DATASET EXCERPTS.
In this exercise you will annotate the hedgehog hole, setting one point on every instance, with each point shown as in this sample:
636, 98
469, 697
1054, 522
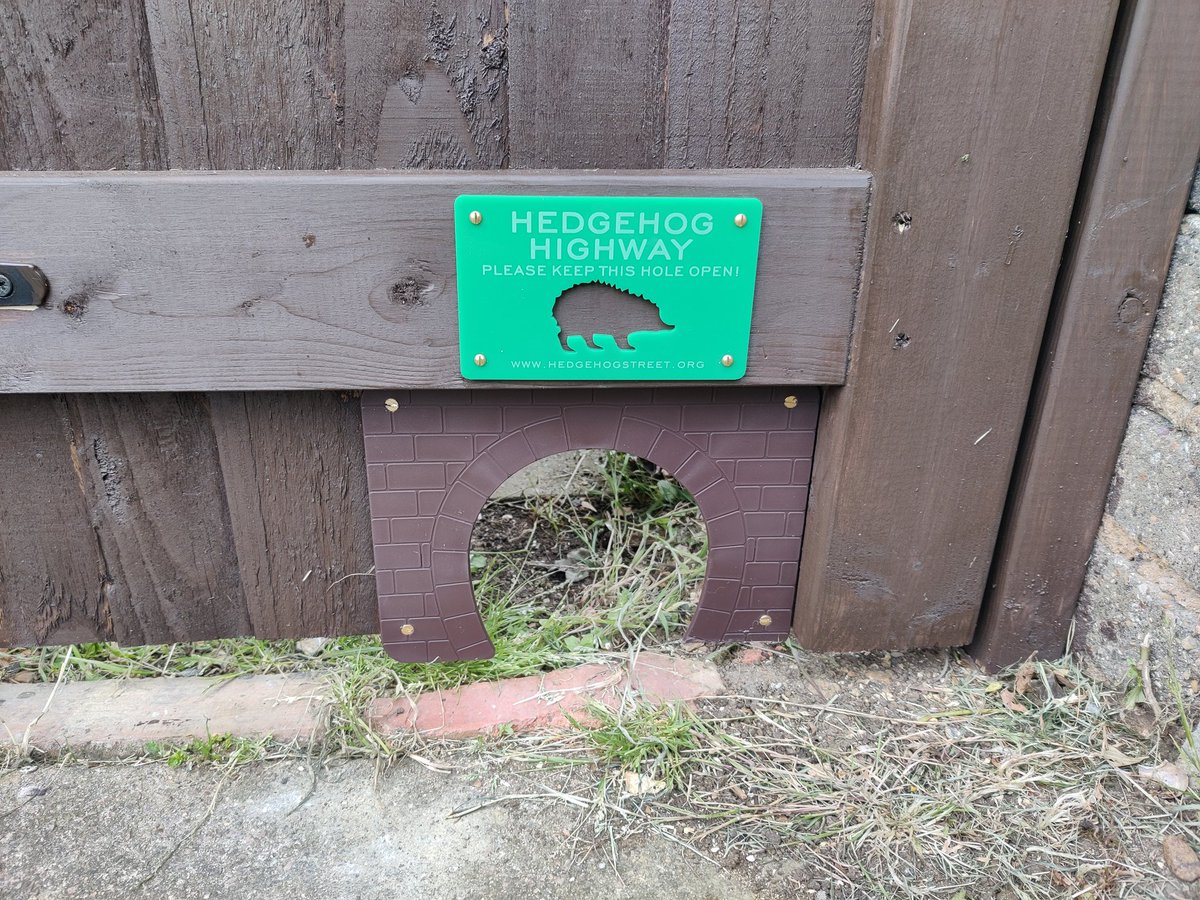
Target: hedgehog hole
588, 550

DO THIS. Update the entries above by replacing every occurrence of "hedgehog hole" with "burrow entrance", leaving all other text unchanged. Omit the pictures from your answer.

SOLUTION FOR THIS PROBLEM.
In this exercise you will annotate the burrow entrance, setting one point on every instance, with each point shown as in this sample:
636, 98
469, 697
1054, 522
Target: burrow entrance
588, 550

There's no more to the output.